Below are the records. How many of their lines contain "gives"? Give only the number.
======== Exercise data
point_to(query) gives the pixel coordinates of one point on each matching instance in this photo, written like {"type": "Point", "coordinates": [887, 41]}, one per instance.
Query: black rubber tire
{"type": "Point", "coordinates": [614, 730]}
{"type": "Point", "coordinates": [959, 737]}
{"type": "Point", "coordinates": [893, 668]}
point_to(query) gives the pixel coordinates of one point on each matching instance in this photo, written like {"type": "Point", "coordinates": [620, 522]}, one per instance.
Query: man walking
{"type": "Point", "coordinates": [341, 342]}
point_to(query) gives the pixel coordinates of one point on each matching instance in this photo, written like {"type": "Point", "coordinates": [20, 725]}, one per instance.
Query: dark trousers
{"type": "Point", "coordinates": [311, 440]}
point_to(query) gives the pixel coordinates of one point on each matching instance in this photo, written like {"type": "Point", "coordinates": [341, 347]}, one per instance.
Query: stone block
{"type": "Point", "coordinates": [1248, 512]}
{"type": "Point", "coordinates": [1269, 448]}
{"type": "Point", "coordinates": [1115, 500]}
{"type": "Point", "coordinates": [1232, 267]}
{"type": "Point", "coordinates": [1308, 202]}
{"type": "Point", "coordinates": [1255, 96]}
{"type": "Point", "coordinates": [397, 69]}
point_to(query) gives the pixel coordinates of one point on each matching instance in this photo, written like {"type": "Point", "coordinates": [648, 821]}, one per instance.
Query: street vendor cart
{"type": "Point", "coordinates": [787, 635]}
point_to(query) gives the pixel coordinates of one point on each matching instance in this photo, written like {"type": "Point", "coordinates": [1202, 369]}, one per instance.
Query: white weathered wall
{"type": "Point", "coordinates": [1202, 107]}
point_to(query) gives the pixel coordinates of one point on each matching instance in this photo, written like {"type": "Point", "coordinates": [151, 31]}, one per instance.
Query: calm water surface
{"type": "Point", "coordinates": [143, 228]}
================
### Output below
7